==== Entries provided ====

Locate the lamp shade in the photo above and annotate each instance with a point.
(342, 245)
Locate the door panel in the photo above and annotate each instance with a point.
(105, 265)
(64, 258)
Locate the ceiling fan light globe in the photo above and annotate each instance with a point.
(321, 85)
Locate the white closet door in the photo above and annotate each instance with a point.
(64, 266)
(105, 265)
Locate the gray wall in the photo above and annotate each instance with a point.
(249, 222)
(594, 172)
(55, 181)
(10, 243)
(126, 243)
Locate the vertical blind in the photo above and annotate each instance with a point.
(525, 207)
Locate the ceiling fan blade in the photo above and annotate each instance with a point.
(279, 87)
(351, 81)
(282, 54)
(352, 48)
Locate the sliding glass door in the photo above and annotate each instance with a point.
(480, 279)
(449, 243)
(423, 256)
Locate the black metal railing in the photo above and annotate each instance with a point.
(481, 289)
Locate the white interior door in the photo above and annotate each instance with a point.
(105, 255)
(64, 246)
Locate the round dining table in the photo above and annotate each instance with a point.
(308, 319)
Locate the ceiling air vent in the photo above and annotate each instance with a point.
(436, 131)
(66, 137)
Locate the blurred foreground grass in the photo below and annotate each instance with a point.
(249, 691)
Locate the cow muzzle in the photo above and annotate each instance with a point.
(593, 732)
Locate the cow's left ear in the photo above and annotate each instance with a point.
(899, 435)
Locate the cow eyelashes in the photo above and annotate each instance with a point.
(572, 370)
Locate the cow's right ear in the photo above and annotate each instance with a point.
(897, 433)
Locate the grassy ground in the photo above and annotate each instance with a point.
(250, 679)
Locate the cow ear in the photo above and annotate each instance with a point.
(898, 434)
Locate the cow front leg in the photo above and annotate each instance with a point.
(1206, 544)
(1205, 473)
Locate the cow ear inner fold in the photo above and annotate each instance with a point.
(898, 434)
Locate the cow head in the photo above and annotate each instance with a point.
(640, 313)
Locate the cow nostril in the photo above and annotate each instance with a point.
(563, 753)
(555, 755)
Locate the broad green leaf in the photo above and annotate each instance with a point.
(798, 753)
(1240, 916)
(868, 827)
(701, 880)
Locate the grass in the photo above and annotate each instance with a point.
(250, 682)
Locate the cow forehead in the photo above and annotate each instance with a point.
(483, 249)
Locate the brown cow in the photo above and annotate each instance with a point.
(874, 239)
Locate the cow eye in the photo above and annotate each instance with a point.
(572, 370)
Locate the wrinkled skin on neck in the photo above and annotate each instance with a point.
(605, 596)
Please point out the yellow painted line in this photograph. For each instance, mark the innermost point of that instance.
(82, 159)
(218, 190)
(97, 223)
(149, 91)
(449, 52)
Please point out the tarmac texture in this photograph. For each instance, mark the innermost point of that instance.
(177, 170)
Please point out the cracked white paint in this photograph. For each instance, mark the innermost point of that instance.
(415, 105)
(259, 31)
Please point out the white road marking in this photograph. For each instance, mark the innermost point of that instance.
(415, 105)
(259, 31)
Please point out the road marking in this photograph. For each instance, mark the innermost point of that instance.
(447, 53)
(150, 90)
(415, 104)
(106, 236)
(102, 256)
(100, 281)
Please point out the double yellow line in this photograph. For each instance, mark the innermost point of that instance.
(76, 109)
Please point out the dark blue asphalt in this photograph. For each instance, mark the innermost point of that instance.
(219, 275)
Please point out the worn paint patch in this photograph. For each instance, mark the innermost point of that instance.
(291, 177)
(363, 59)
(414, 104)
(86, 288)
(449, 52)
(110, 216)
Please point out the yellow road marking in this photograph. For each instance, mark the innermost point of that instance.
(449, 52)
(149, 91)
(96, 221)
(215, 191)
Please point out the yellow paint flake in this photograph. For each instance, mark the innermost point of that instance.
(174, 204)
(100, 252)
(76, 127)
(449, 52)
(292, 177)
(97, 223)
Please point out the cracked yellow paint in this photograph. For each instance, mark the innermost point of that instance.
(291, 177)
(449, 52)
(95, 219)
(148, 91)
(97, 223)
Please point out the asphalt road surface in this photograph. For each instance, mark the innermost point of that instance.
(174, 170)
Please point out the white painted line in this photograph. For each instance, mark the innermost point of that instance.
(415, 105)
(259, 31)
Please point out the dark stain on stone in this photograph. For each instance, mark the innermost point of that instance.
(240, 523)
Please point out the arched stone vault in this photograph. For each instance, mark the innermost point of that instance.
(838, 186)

====

=== Exercise description ===
Each entry above is to be quoted exactly.

=== Exercise result ===
Locate the lamp shade in the photo above and annotate each instance with a point.
(342, 245)
Locate the door panel in the photo above and annotate each instance with a point.
(105, 265)
(64, 258)
Locate the ceiling fan light globe in the photo above and annotate each instance with a point.
(321, 85)
Locate the white closet door in the photo above and annotate each instance with a point.
(64, 266)
(105, 265)
Locate the gray wall in the photo above and annotate each instance with a point.
(249, 222)
(594, 172)
(55, 181)
(10, 243)
(126, 243)
Locate the vertical blind in the photo above and annotate each instance with a point.
(525, 207)
Locate the ceiling fan blade in the photo above and annotate each instance with a point.
(279, 87)
(351, 81)
(282, 54)
(352, 48)
Locate the sliding glass door in the photo above and annotate each instance with a point.
(480, 279)
(449, 243)
(423, 256)
Locate the black metal railing in the photo above and annotate each instance with a point.
(481, 289)
Locate the white interior door in the photo above and annotate each instance with a point.
(105, 255)
(64, 246)
Locate the round dining table in the photo above and annotate each instance with a point.
(308, 319)
Locate the ceiling air vent in the photo above and annotate each instance with a point.
(436, 131)
(66, 137)
Locate the blurred foreground grass in the photo below and annotate each instance with a point.
(249, 691)
Locate the cow muzzle in the photo above and annotate each instance with a point.
(593, 732)
Locate the cow's left ear in the photo above and annotate each instance with a point.
(899, 435)
Locate the cow eyelashes in the photo above and annotate each instance with a point.
(572, 370)
Locate the cow's right ear in the photo above and annotate each instance with a point.
(897, 433)
Locate the grassy ground in the photo above and annotate each instance with a point.
(250, 679)
Locate the cow ear in the photo above and annotate each instance with a point.
(898, 434)
Locate the cow front leg in the photo above and annotate each instance with a point.
(1206, 544)
(1205, 473)
Locate the cow ear inner fold in the photo above and annotate each instance with a point.
(898, 434)
Locate the cow head in the photo above and annotate each instance with a point.
(640, 313)
Locate the cow nostril in the photo above and annotate each instance with a point.
(563, 753)
(555, 755)
Locate the broad green leaf in the photo above and annotate each instance with a point.
(798, 753)
(1240, 916)
(868, 827)
(701, 880)
Locate the grass in the photo above and annotate each instance with a point.
(250, 682)
Locate the cow forehead in the photo above and annotate each instance with a point.
(483, 249)
Locate the brown cow in the photo above and annotate each instance with a point.
(874, 239)
Locate the cow eye in the photo above and annotate each instance with a point.
(572, 370)
Locate the wrinkled skin on neck in the photo above and annotate each instance with a point.
(605, 596)
Please point out the yellow painted line in this photograph. For each instance, mark the innermost point of that instance.
(82, 159)
(218, 190)
(97, 223)
(149, 91)
(449, 52)
Please point out the tarmac texture in this photograph. For each instance, mark the innermost point of that instance.
(177, 170)
Please point out the cracked white paint in this photograph. For each instance, mark the innermost point of that instance.
(415, 105)
(259, 31)
Please point out the white road marking in this photograph. For each instance, mark the innermost point of that instance.
(415, 105)
(259, 31)
Please point out the road marking in this photograph. For each instance, mark the innermost point of that instance.
(447, 53)
(150, 90)
(415, 104)
(106, 236)
(102, 256)
(100, 281)
Please point out the double yellow line in this photograph. For each instance, mark the innermost point of that instance.
(76, 109)
Please point out the dark blue asphalt in this photograph. For each instance, mark the innermost point of that instance.
(219, 275)
Please point out the worn paint patch in this photograph. For each instance, mark the innermost point of that instance.
(291, 177)
(363, 59)
(414, 104)
(86, 288)
(449, 52)
(110, 216)
Please point out the yellow road marking in this photograph. For each instance, mark the innermost point of that instance.
(449, 52)
(149, 91)
(96, 221)
(215, 191)
Please point out the yellow paint flake in this photograph. For each instance, mark the innermost point of that instance.
(174, 204)
(100, 252)
(76, 127)
(449, 52)
(292, 177)
(97, 223)
Please point out the cracked yellow paint in this photograph. For each instance, mark the innermost point of that instance.
(291, 177)
(449, 52)
(95, 219)
(148, 91)
(97, 223)
Please point out the asphalt road surface in this photograph. For each instance, mark the innermost point of that instance.
(174, 170)
Please point out the white painted line in this photograph. For each instance, mark the innermost point of that instance.
(415, 105)
(259, 31)
Please point out the dark stain on stone in this photograph. For each instance, mark the innermost point of that instance.
(240, 523)
Please point out the arched stone vault in this photograph. For each instance, mark the innermost point of that instance.
(838, 186)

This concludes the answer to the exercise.